◆ Required tasks
**A)** Could you rewrite the convergence spec between "- Replication-cluster confusions: if" and "not hardcoded list.", inclusive, changing "operator" to "reviewer"?
**B)** How would you put this sentence from the convergence spec into Spanish: "The snapshot-taking is deterministic SQL aggregation, NOT an LLM job."?

◆ Source text
[Senate] Rebuild theme S8: belief evolution & convergence metrics as a continuous process
Rebuild spec — follow docs/planning/specs/rebuild_theme_template_spec.md first.
Theme anchor
- Theme:
S8 — Belief evolution, convergence metrics, replication
tracking
- Full description:
docs/design/retired_scripts_patterns.md → S8
Why this matters now
Deleted scripts under this theme include convergence_monitor.py,
convergence_metrics.py, belief_tracker.py,
backfill_convergence_50.py. Open recurring tasks:
[Senate] Knowledge growth metrics snapshot (every-12h,
05b6876b-61a9-4a49-8881-17e8db81746c) and the hourly
98c6c423-6d32-4090-ae73-6d6ddae3d155. Without this theme, the
site's longitudinal "are we getting closer to scientific truth?"
dashboard breaks.
Template fills
{{THEME_ID}} = S8
{{THEME_NAME}} = belief evolution + convergence metrics
{{LAYER}} = Senate
{{LAYER_SLUG}} = senate
{{THEME_SLUG}} = convergence
{{CADENCE}} = hourly for snapshots, daily for aggregates, weekly
for trend reports.
{{CORE_JUDGMENT}} = "given the time-series of hypothesis states
and evidence accumulations, is the system converging on specific
mechanisms, diverging into contradictions, or stalling? Which
disease-areas show the strongest convergence signal?"
{{GAP_PREDICATE}} = "has a snapshot been taken for time-bucket T
yet?" → simple if-not-exists insert.
Where LLMs are load-bearing
The snapshot-taking is deterministic SQL aggregation, NOT an LLM job.
LLMs come in for the analysis layer:
Narrative generation: given snapshot deltas over the last
week, an LLM writes "what changed this week and why?" for the
dashboard.
Convergence-signal detection: given a cluster of hypotheses
about the same target, an LLM judges whether recent evidence has
converged them, diverged them, or left them stalled.
Replication cluster keys: rather than hash(target+relation+
direction), an LLM rubric decides "are these two hypotheses
testing the same underlying claim?" because surface forms
differ ("TREM2 activates microglia" vs "microglial activation is
driven by TREM2").
No hardcoded KPI lists
Scripts like backfill_convergence_50.py hardcoded "here are 50
metrics to compute". The rebuild defines KPIs in a convergence_kpi
table: (kpi_id, description, sql_expression, llm_rubric_id,
enabled). Operators add new KPIs via SQL; the snapshot worker picks
them up next cycle.
Each KPI has either a sql_expression (for deterministic metrics) or
a llm_rubric_id (for semantic metrics like "disease coverage"). No
code change to add a KPI.
Outcome feedback
- KPI informativeness: if a KPI's value is flat for > 30d, it's not
tracking anything useful — propose disable.
- Narrative quality: LLM narratives are self-scored for grounding
(did each claim cite a snapshot-delta?); low-grounded narratives
downgrade the narrative rubric.
- Replication-cluster confusions: if an LLM-generated cluster is
later split by an operator, the clustering rubric downgrades
confidence for similar shapes.
Acceptance
All template criteria, plus:
☐ KPI registry in PG, not hardcoded list.
☐ Snapshot idempotency: same time-bucket cannot produce two rows.
☐ Narrative generator grounds every claim in a specific
snapshot-delta, auditable.
☐ Replication clustering uses LLM judge, not string hash.
☐ Recurring tasks 05b6876b- and 98c6c423- reassigned.

◆ Dataset records
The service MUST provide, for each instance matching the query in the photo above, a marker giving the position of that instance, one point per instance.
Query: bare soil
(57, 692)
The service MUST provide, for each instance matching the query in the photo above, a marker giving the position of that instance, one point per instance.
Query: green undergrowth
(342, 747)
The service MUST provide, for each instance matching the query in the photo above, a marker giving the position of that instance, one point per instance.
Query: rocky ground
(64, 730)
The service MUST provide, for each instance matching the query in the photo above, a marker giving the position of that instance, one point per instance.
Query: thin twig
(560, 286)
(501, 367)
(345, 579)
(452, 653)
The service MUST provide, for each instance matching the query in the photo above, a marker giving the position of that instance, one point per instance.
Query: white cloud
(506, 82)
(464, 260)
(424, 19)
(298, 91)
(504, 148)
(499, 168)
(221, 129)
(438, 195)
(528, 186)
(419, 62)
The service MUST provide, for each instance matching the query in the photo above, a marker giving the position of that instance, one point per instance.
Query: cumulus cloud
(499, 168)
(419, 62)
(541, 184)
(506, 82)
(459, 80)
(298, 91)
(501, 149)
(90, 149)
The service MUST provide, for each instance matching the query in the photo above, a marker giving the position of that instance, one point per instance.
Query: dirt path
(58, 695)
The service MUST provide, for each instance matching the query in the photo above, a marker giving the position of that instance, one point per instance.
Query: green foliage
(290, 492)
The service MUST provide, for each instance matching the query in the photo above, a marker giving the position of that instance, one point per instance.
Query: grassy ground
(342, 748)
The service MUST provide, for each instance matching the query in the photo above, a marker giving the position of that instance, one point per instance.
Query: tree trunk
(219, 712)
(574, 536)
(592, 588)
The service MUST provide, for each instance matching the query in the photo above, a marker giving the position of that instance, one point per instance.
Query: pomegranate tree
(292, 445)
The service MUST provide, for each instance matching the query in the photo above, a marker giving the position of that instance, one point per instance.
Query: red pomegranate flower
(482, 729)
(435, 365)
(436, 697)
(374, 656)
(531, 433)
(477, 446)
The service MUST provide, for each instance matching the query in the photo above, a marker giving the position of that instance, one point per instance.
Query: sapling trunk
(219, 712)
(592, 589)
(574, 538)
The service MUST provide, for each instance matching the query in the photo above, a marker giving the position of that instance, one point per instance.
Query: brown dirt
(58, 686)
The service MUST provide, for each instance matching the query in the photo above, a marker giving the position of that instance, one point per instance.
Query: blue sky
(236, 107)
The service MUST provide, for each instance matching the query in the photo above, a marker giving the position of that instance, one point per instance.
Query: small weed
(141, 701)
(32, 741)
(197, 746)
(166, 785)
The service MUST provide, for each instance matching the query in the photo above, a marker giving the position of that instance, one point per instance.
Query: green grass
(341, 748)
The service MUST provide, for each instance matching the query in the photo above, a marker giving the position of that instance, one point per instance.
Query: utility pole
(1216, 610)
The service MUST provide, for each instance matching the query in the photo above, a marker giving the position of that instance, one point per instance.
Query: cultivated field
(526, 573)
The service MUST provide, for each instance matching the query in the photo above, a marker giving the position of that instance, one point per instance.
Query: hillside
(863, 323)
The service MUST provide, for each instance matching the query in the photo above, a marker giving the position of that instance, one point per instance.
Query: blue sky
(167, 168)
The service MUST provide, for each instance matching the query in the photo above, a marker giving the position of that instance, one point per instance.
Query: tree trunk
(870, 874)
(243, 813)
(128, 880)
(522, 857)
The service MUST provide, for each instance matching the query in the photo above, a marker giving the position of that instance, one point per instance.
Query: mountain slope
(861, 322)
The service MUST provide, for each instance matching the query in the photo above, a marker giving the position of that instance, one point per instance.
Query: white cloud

◆ Answers to the exercises
**A)**
- Replication-cluster confusions: if an LLM-generated cluster is
later split by an reviewer, the clustering rubric downgrades
confidence for similar shapes.
Acceptance
All template criteria, plus:
☐ KPI registry in PG, not hardcoded list.

**B)** La toma de instantáneas es una agregación SQL determinista, NO una tarea de un LLM.